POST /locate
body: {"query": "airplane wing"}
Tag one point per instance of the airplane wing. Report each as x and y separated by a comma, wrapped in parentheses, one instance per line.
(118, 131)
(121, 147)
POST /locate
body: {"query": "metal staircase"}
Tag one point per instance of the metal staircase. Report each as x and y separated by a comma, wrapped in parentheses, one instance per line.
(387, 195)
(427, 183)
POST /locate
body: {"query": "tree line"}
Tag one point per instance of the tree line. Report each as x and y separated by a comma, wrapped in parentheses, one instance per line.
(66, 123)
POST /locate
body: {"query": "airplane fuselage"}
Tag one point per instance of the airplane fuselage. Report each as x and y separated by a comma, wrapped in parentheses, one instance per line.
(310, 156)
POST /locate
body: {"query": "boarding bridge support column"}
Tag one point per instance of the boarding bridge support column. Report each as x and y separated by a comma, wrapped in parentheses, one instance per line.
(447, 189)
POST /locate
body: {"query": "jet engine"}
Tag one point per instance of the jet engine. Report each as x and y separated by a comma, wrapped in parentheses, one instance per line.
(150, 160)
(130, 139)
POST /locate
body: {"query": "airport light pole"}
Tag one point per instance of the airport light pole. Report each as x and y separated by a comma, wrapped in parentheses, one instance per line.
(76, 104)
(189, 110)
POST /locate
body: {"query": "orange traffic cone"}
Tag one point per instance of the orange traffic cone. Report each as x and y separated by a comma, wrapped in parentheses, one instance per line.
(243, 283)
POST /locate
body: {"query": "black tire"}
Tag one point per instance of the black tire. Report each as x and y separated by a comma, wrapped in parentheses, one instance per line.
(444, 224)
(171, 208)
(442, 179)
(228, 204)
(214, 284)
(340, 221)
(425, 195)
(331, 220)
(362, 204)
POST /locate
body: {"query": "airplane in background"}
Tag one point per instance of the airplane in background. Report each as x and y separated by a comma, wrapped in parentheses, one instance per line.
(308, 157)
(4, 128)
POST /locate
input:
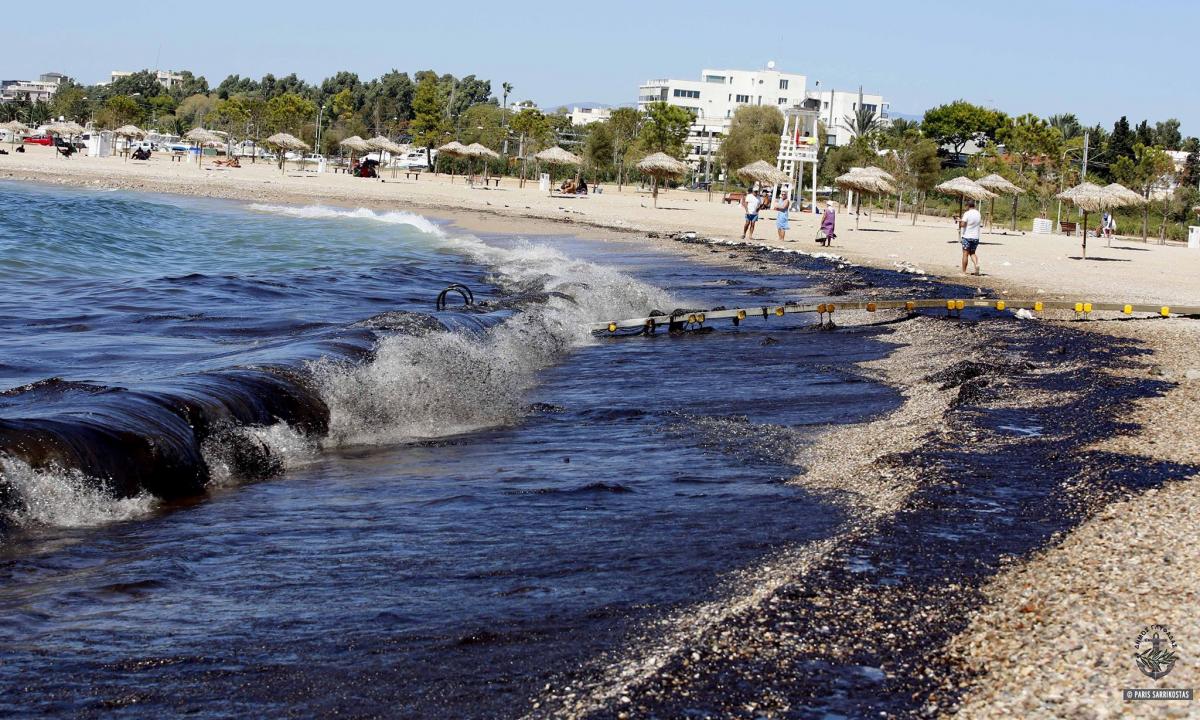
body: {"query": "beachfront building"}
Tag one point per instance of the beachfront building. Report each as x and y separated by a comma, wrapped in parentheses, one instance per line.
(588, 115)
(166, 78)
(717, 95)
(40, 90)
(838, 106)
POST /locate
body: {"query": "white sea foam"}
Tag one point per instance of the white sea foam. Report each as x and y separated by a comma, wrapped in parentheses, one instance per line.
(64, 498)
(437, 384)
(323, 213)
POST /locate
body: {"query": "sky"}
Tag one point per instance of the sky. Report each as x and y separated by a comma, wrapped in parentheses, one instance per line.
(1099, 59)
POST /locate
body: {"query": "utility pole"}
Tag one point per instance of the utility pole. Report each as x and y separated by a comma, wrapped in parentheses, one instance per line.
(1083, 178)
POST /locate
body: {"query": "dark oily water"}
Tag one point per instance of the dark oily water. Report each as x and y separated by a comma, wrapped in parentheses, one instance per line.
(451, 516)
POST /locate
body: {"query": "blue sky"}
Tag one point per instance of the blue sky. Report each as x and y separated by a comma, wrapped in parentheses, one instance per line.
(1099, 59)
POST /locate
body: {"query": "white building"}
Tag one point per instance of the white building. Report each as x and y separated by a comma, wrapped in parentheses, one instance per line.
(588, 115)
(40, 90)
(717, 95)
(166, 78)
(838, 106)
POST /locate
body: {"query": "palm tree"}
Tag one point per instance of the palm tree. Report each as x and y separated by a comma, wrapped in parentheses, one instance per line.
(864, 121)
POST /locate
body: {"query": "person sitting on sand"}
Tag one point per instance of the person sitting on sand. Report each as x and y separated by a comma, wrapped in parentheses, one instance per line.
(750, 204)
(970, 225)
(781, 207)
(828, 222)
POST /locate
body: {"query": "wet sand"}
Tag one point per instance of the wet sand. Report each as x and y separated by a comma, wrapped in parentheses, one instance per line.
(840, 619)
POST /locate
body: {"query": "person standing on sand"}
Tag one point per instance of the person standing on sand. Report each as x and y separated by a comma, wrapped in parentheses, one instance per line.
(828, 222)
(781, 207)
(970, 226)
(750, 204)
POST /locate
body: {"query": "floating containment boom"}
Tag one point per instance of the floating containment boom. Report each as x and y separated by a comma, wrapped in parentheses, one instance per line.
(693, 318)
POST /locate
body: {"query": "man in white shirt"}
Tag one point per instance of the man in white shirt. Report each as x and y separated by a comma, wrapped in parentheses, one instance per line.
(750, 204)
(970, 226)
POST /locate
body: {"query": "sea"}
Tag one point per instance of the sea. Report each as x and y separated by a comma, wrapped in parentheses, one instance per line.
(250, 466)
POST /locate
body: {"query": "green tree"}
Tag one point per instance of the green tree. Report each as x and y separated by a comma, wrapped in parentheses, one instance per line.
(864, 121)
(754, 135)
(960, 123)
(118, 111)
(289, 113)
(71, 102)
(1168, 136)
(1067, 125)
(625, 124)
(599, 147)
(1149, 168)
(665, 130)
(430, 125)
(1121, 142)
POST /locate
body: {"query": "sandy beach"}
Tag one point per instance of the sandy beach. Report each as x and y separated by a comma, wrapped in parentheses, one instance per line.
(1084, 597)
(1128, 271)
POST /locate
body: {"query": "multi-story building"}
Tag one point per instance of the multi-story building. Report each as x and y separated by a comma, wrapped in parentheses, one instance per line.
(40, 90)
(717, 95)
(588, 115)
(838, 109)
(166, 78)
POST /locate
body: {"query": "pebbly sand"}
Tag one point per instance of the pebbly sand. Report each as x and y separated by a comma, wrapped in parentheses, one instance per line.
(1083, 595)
...
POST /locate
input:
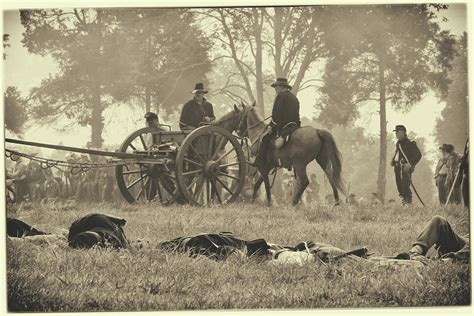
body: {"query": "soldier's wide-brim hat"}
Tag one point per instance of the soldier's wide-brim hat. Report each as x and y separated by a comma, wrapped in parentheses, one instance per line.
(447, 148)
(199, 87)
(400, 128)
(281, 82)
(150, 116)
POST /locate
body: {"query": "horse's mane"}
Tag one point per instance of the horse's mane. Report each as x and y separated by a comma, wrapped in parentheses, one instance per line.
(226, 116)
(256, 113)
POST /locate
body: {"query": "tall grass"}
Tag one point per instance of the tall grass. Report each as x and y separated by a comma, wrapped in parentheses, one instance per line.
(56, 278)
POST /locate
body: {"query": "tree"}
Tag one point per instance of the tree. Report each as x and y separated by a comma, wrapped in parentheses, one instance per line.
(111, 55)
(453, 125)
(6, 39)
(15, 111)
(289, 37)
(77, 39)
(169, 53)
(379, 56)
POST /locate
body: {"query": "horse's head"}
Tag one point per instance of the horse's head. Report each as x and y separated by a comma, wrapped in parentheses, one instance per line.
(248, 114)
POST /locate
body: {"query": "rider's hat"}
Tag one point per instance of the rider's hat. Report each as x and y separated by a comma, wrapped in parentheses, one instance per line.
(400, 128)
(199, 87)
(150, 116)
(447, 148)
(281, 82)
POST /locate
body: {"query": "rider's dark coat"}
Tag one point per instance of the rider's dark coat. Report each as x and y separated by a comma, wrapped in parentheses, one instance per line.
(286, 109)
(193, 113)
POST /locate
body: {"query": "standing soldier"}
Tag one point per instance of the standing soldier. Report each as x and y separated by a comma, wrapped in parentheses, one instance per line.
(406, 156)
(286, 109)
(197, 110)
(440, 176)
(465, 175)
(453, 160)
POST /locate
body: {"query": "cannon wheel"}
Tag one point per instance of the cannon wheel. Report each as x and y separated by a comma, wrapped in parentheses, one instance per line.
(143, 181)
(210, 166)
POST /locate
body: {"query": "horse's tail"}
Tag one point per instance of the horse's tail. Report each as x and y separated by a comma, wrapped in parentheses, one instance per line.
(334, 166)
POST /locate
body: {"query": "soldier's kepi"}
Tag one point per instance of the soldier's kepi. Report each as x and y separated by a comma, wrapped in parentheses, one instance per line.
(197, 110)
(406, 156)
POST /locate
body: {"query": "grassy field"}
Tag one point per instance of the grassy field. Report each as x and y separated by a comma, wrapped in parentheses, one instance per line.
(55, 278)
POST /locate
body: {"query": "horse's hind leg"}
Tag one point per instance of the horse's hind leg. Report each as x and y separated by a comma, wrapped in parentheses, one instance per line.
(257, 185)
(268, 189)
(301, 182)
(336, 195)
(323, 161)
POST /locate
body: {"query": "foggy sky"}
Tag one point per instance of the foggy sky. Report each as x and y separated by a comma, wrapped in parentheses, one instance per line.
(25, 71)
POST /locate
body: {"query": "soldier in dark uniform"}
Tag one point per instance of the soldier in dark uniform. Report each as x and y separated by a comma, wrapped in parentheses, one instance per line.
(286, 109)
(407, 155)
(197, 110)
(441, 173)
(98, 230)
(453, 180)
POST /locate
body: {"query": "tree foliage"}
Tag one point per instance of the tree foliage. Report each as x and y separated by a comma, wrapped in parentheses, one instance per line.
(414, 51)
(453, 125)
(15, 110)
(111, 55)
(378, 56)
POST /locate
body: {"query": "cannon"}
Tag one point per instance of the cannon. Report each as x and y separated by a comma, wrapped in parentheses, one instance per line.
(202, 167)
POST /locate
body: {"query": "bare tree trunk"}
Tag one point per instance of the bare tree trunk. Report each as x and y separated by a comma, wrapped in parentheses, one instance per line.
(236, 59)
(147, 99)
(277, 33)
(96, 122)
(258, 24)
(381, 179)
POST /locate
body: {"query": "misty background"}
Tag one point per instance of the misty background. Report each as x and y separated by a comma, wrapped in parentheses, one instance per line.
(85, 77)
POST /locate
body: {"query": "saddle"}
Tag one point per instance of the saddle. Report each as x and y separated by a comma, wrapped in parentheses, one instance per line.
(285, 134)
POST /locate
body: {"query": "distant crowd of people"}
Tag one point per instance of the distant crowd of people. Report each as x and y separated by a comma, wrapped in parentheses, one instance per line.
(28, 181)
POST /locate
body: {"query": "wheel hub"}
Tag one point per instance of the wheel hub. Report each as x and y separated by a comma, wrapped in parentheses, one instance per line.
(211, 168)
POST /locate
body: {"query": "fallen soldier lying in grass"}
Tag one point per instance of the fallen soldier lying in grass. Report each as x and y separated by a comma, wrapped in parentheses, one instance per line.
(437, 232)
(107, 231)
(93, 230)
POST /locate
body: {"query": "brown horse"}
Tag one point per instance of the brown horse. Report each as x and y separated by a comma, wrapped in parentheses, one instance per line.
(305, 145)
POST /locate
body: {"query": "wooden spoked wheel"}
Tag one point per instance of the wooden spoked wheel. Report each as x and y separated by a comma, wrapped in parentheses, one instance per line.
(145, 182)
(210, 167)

Goal of the exercise. Please return every line of the records that contains the word "saddle", copying each one in full.

Exercise result.
body: {"query": "saddle"}
Tag one point per instance of the saddle. Report each as x and y separated by a comma, wrapped in parentheses, one instance per line.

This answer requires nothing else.